◆ Challenge: How many lines in the records below contain the string "plaid"? Reply with the number alone.

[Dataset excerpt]
######

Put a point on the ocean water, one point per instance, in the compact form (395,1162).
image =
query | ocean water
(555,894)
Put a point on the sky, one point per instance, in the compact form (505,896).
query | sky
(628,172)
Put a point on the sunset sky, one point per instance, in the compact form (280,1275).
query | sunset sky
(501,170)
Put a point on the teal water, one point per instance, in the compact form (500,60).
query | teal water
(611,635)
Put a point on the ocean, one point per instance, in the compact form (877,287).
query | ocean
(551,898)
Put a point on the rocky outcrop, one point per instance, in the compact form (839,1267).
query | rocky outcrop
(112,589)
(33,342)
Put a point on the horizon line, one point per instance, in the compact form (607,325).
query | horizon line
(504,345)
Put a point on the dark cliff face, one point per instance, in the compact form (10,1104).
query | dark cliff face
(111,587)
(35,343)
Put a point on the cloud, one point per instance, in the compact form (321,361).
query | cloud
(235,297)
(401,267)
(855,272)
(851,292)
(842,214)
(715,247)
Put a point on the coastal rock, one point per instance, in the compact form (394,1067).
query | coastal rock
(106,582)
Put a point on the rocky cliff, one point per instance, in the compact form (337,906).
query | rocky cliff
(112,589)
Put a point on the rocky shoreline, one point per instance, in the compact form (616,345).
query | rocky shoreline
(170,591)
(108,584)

######

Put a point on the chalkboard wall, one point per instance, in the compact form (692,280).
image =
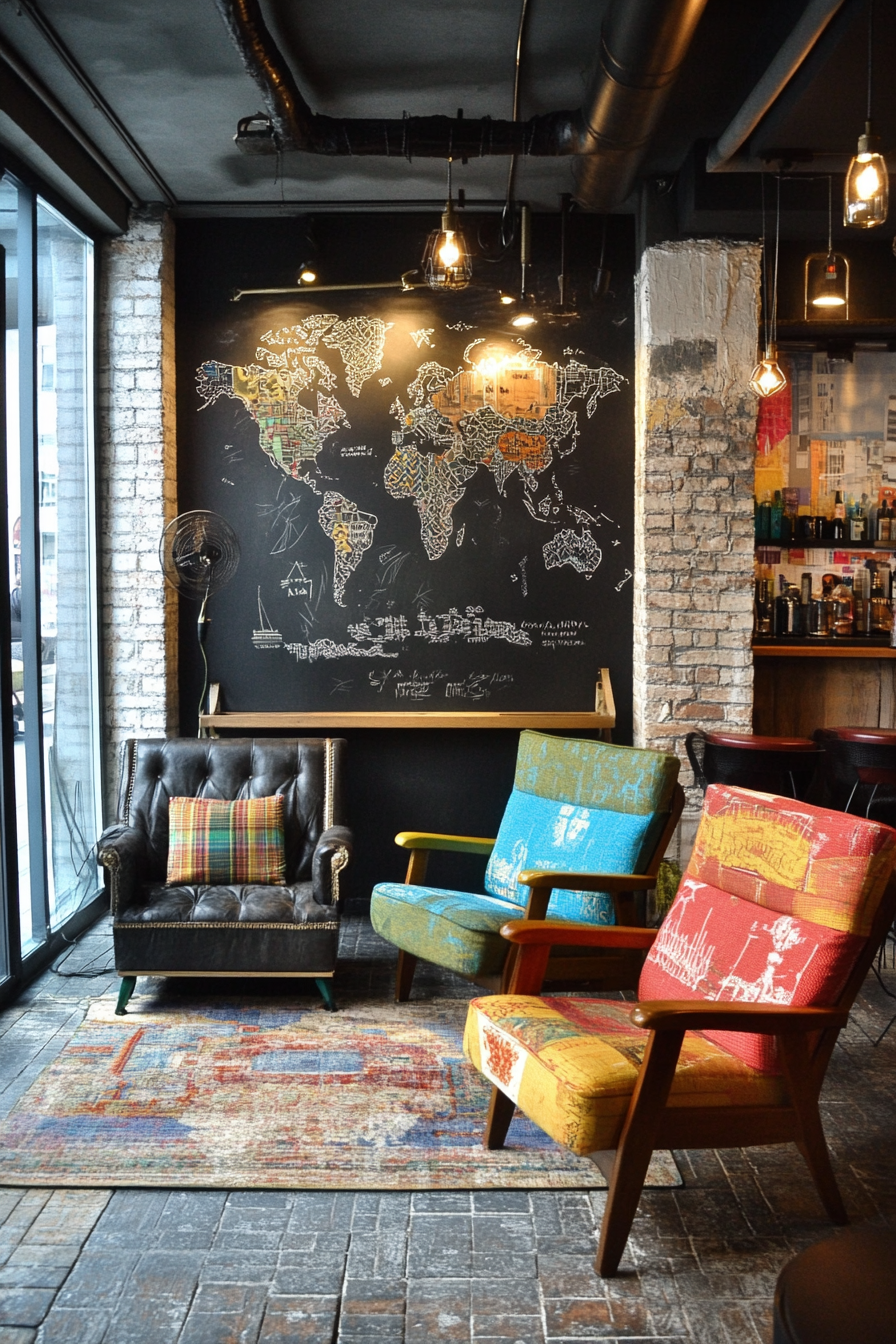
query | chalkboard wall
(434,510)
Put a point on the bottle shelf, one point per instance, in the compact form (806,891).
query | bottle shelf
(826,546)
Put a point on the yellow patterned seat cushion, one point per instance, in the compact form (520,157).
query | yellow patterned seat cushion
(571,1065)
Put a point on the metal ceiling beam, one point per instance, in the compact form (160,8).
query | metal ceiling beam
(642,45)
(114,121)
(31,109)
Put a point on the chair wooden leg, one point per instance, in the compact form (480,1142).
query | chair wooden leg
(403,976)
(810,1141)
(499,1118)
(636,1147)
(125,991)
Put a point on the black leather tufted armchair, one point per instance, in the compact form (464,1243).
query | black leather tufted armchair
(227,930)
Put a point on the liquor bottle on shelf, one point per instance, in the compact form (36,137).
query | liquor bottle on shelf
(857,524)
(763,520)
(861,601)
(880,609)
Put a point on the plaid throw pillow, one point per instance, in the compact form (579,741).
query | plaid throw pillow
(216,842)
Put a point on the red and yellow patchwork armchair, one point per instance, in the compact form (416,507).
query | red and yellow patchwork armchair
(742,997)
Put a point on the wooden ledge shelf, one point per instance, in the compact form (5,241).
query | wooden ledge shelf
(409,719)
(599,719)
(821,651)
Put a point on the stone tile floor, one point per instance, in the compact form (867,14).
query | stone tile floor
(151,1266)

######

◆ Answer to this exercise: 2